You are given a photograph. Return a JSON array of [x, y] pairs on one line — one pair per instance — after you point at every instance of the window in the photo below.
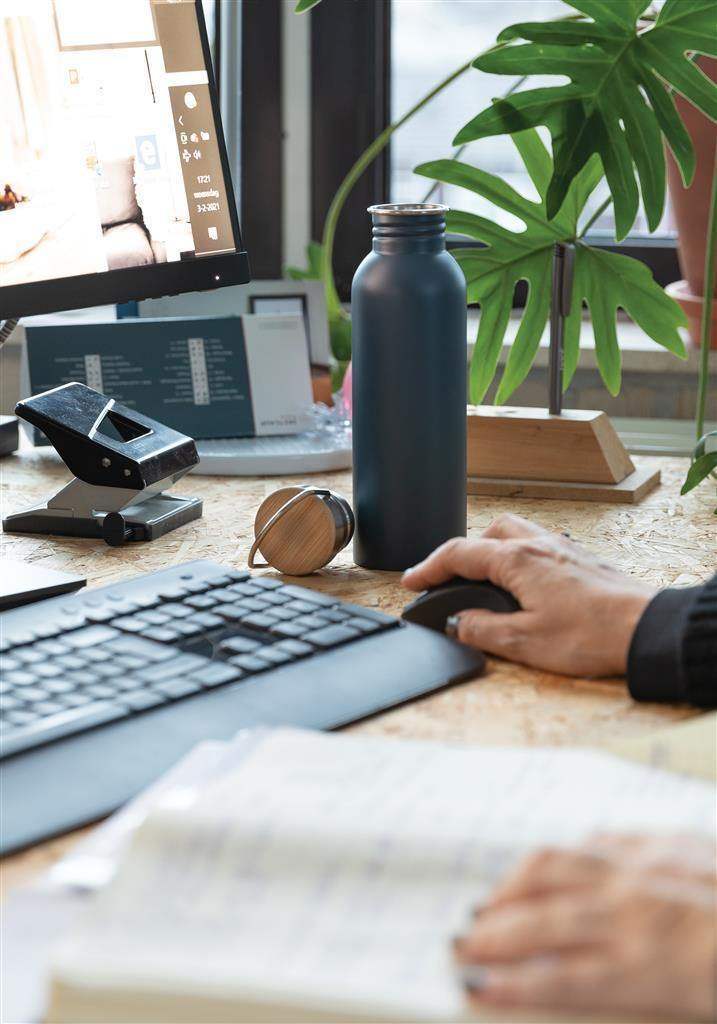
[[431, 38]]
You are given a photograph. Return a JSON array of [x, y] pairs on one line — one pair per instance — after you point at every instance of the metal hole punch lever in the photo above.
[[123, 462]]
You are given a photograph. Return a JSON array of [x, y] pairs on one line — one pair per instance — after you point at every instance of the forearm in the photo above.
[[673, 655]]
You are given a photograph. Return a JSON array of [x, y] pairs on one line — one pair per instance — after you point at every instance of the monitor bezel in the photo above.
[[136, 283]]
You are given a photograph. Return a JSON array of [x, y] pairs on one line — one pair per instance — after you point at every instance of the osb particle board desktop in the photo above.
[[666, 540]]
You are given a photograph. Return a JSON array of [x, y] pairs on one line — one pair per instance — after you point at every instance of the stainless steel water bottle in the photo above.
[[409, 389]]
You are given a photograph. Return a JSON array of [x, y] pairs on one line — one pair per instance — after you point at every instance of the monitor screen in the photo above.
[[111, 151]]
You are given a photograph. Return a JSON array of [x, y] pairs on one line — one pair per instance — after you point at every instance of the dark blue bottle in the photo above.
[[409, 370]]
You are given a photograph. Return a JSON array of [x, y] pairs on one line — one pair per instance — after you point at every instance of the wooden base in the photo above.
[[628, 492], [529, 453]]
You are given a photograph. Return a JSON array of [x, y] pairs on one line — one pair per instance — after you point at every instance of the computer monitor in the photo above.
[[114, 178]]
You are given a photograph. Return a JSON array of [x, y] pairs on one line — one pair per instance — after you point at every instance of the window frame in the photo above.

### What the exercise asks
Leave out all pictures, then copy the remaining material exactly.

### Written response
You are given a photograph. Return a JSON array of [x, y] pairs on one line — one pair per instance — after you point at every instance of the window in the photo below.
[[431, 38]]
You are given a photograph. Return a JSON array of [x, y] pairs on one line — one pair per instance — after you point at every instance of the metal hole punch lever in the photo above.
[[123, 462]]
You are given a photograph. Return a JSON array of [x, y] pairs on one line — one pair per instance — after you point at every instance of the forearm in the photo above.
[[673, 655]]
You are given a photograph. Return a JSON array of [x, y] pairs on one line — one pair per instance — after you point at every instance of the monitor bezel in the photo above.
[[136, 283]]
You are given a photograph. Return a JSON array of [x, y] pairs on one line — one pair per instance — after you point at every instance of the osb particle board desktop in the photo above.
[[666, 540]]
You are given a photograph. Return a JSON array of [x, y] pairs on one line — one pair per instance — after you point at every instance of the stainless steel water bottle in the photo above.
[[409, 389]]
You are given a photograph. Return a JSON array of [x, y] pairs on one line — one pair per instance — after you point at every instance of the monitor screen in the photo above.
[[111, 151]]
You are given a photograph. Return a JSON array of [x, y] pairs on one line — one pair per instance — after you point at every instance of the dark blue bottle in the photo above.
[[409, 370]]
You are given a photograph. Return a JSON array of [x, y] pairs on one line — one pair per instance — after you point at every instance of the wooden base in the photo above.
[[628, 492], [529, 453]]
You are given a photograph. Return a JSON array of [x, y] pairs on one line — one pair per instance — after you point at every instance of the computer monitor in the photo above.
[[114, 178]]
You are given a photograph. Return a JSON array of [x, y] pairs on one line — one pair per instance — after you point at every instance of the window frame in the photo above.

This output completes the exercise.